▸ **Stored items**
_ _ _
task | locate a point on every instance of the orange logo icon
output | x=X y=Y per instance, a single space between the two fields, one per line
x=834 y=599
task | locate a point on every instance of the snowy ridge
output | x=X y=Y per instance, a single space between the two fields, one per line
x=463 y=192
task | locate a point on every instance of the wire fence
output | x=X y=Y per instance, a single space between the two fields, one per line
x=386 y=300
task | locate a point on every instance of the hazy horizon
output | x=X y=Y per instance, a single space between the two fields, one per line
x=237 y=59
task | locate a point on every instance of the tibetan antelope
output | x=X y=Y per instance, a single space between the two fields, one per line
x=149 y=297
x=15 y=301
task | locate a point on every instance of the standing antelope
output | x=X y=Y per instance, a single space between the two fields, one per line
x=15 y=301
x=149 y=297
_ _ _
Copy every one of the lines above word for word, with nothing changed.

▸ **Finished exercise**
task | locate a point on every instance of the orange logo icon
output | x=X y=Y per instance, a single space between the two fields, one per line
x=834 y=599
task | locate a point on every instance of the snowy ridge
output | x=X y=Y per instance, a single space between the two fields, one per line
x=463 y=192
task | locate a point on every instance of the wire fence
output | x=X y=Y per instance, a single space between the two fields, one per line
x=386 y=300
task | locate a point on every instance of the hazy horizon
output | x=X y=Y per instance, a single space between the two fields, one per line
x=237 y=59
task | locate a point on every instance of the tibetan antelope
output | x=X y=Y per instance, a single space between the two fields, one per line
x=149 y=297
x=15 y=301
task | locate a point on every instance of the standing antelope
output | x=X y=Y per instance, a single space between the two fields, one per line
x=15 y=301
x=149 y=297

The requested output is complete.